*Given exercise:* Reproduce every item below word for word, and leave the pictures out of your copy.

Pointing entries for named objects

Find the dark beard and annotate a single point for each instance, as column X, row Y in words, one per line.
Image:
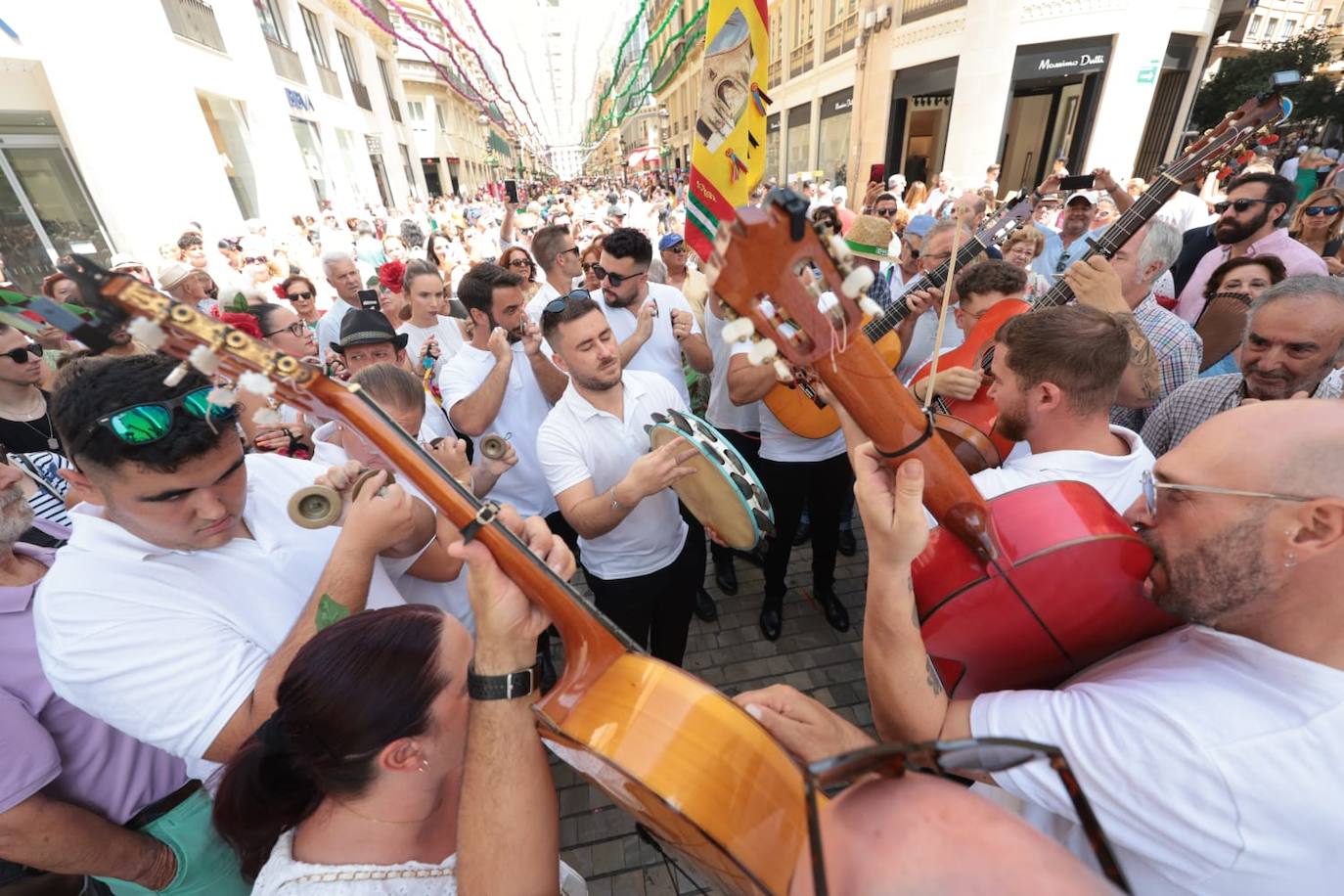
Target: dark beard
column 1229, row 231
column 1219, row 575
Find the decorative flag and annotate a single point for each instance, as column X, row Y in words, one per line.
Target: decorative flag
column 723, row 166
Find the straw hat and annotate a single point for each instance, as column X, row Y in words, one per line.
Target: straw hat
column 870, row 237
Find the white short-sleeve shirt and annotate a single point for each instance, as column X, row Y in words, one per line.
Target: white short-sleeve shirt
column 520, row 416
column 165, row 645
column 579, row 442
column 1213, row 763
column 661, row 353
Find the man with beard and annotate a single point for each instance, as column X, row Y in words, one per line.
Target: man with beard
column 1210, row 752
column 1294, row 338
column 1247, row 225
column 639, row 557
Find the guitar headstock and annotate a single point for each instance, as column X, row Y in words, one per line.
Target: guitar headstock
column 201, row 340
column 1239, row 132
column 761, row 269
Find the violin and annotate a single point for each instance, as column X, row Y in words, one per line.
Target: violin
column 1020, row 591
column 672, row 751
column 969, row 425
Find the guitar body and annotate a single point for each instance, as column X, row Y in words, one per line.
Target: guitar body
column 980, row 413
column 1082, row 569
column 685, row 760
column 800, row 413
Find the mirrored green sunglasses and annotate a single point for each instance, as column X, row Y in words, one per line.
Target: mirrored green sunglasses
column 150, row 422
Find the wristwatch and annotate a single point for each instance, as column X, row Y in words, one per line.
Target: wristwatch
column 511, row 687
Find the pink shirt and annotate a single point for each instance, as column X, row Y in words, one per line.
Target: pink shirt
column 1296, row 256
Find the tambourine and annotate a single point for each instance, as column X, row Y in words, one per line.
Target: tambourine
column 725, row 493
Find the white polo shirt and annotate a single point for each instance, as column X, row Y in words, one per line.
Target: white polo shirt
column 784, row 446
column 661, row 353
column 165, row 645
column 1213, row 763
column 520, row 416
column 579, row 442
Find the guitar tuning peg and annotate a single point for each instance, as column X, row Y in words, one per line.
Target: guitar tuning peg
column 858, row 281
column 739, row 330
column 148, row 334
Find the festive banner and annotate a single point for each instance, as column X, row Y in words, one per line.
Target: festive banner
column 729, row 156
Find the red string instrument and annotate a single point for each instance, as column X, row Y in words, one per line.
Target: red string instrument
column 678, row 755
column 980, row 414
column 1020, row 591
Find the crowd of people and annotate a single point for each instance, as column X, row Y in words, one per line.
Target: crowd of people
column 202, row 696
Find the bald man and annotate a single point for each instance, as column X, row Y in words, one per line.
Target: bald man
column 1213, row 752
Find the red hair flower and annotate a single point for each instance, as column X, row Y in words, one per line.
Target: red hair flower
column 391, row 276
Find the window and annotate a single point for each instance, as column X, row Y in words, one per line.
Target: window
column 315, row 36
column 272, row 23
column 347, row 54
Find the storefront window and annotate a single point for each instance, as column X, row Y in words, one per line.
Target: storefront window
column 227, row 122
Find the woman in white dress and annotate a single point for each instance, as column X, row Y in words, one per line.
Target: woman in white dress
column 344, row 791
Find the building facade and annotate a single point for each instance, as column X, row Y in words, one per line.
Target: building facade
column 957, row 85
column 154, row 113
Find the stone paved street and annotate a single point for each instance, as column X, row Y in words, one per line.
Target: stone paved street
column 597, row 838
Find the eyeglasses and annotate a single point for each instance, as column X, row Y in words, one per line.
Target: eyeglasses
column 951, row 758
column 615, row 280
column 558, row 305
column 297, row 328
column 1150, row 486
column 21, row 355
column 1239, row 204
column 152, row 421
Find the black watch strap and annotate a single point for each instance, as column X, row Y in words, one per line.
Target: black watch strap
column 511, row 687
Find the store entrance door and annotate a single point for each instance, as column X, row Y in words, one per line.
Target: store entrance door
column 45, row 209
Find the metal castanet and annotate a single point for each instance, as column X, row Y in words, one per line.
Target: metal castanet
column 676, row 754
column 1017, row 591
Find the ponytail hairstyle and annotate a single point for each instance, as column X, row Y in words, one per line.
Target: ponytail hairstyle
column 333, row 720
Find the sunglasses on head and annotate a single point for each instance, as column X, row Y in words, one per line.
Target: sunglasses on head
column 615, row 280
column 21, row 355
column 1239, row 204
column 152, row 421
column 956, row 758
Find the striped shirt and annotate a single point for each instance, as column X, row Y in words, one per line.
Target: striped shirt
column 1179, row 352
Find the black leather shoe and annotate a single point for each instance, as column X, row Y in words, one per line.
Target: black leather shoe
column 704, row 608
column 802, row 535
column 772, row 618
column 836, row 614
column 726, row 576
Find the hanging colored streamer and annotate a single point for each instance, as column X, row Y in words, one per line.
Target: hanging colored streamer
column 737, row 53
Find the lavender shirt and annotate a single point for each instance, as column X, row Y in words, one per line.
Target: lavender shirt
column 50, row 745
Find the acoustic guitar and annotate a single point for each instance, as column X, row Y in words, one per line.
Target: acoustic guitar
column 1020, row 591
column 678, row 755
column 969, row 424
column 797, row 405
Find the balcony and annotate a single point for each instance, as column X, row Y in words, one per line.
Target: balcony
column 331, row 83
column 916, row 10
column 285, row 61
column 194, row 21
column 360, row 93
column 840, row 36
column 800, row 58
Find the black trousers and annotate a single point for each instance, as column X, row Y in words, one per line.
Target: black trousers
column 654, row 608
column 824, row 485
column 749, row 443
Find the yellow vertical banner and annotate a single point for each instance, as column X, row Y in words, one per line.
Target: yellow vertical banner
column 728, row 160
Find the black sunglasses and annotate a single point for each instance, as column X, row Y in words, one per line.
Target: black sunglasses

*The reply:*
Find the dark beard and annotate a single point for each instance, as column X, row Y in words, one per line.
Image:
Target: dark beard
column 1229, row 231
column 1219, row 575
Find the decorative flag and annotate a single point for each instance, as column X, row Y in words, one per line.
Target: decorative flag
column 723, row 166
Find the straw hat and annotate a single point for each instance, as column X, row Y in words, one per line.
Target: straw hat
column 870, row 237
Find the white short-sleeve shirt and annotate a single point for each instance, as column X, row Y in words, one per line.
Target: white short-sleeve shirt
column 520, row 416
column 165, row 645
column 579, row 442
column 1213, row 763
column 661, row 353
Find the man with beard and annotate a single point for each instance, as column X, row Y in words, one per line.
Target: man with beard
column 1210, row 752
column 1294, row 338
column 1247, row 225
column 639, row 557
Find the guitar headstock and annotate a single point for each instance, as column X, row Y in words, one per line.
Target: guitar headstock
column 201, row 340
column 1239, row 132
column 761, row 269
Find the violin and annotate a single point for each instance, as column X, row Y in words, one per line.
Target: violin
column 1020, row 591
column 672, row 751
column 969, row 425
Find the guitar body and annotate a single point for each instance, as column X, row Y in words, one per line.
Target: guitar body
column 980, row 413
column 1082, row 569
column 685, row 760
column 800, row 413
Find the mirrored green sunglasses and annotate a single point for each instance, as column X, row Y in words, one per line.
Target: mirrored green sunglasses
column 150, row 422
Find the wristwatch and annotate a single point for each instance, as column X, row Y in words, one per line.
Target: wristwatch
column 511, row 687
Find the pink shirt and annotate a single point for each instance, as column X, row Y in words, one per line.
Target: pink shirt
column 1296, row 256
Find the tambourine and annotate a single point for each instance, as column X, row Y in words, one per line.
Target: tambourine
column 725, row 493
Find the white polo shirt and annotate a single point for each instance, as column X, row Y in words, one per line.
Target: white polo shirt
column 784, row 446
column 661, row 353
column 165, row 645
column 1213, row 763
column 520, row 416
column 579, row 442
Find the guitar tuning peg and annotate a single point for each instance, as column X, row Y in words, one per line.
Target: guitar tuning peg
column 858, row 281
column 739, row 330
column 148, row 334
Find the festive banner and annotate a single point for each instance, as column X, row Y in words, one per line.
Target: festive banner
column 729, row 156
Find the red string instrument and annotate a single point for each instance, as column X, row Y in words, one per line.
Target: red string instrument
column 678, row 755
column 980, row 414
column 1020, row 591
Find the crowd of people and annotate a single point for each instance, as column X, row Y in words, one per line.
Target: crowd of people
column 202, row 696
Find the bald man and annotate a single point for each instance, as column X, row Y in words, one per line.
Target: bald man
column 1213, row 752
Find the red hair flower and annotate a single point for each instance, as column X, row Y in words, one per line.
Target: red hair flower
column 391, row 276
Find the window and annotate a single point for each instance, as column X, row Y in words, one per line.
Target: window
column 315, row 36
column 272, row 23
column 347, row 54
Find the storefront window and annotate a single point for each instance, as column X, row Y in words, one per line.
Target: storefront window
column 227, row 122
Find the woman in white dress and annotate a single point for each instance, as column X, row Y in words, one per line.
Target: woman in white dress
column 344, row 791
Find the building facade and annotate a single point for each instance, as column X, row Y in words, one per line.
Target: building facade
column 957, row 85
column 154, row 113
Find the stone paved street and annotate a single point for each instance, as column X, row Y in words, one per line.
Target: stone paved street
column 597, row 838
Find the eyeglasses and annotate a single point for each instance, as column X, row Y in words, one per line.
Target: eyeglasses
column 951, row 758
column 615, row 280
column 558, row 305
column 297, row 328
column 1150, row 486
column 21, row 355
column 1239, row 204
column 152, row 421
Find the black watch strap and annotate a single point for each instance, as column X, row Y in words, one per line.
Target: black watch strap
column 511, row 687
Find the store entrance door and annotate a single point for each instance, as column X, row Y in words, one per line.
Target: store entrance door
column 45, row 209
Find the metal castanet and annotate a single point for each instance, as column X, row Y in words, one per line.
Target: metal castanet
column 676, row 754
column 1017, row 591
Find the ponytail hairstyle and annotate a single point for each instance, as column X, row Y in words, one per line.
Target: ponytail hairstyle
column 333, row 720
Find the sunglasses on head and annotate a single point for each instance, as column X, row Y in words, one per line.
Target: sunglasses on head
column 615, row 280
column 21, row 355
column 1239, row 204
column 152, row 421
column 956, row 758
Find the striped shirt and annotate a single point for each instance, as column X, row Y in words, one per line.
Target: striped shirt
column 1179, row 352
Find the black leather shoe and annotate a single point for each instance, as column X, row Y in words, one per line.
Target: black leather shoe
column 704, row 608
column 802, row 535
column 772, row 618
column 836, row 614
column 726, row 576
Find the hanging colored streamer and annotate a single point for each instance, as column X, row Y in words, one per line.
Target: hanging colored streamer
column 737, row 53
Find the lavender shirt and annotate a single point for each instance, as column X, row Y in words, one per line.
Target: lavender shirt
column 50, row 745
Find the acoustic guitar and annotate a single point for each instance, as column X, row Y in words, one per line.
Target: acoustic guitar
column 1020, row 591
column 678, row 755
column 969, row 424
column 797, row 405
Find the balcony and annotate a single point for each instance, as column X, row Y in words, one per line.
Target: balcony
column 331, row 83
column 916, row 10
column 285, row 61
column 194, row 21
column 360, row 93
column 840, row 36
column 800, row 58
Find the black trousers and annotate a single point for each instance, as column X, row Y in words, one per line.
Target: black trousers
column 654, row 608
column 824, row 485
column 749, row 443
Find the yellow vertical banner and annotate a single point for each instance, as column X, row Y in words, one per line.
Target: yellow vertical banner
column 728, row 160
Find the black sunglasses and annotate a single point for each instance, as column X, row Y in words, one per line.
Target: black sunglasses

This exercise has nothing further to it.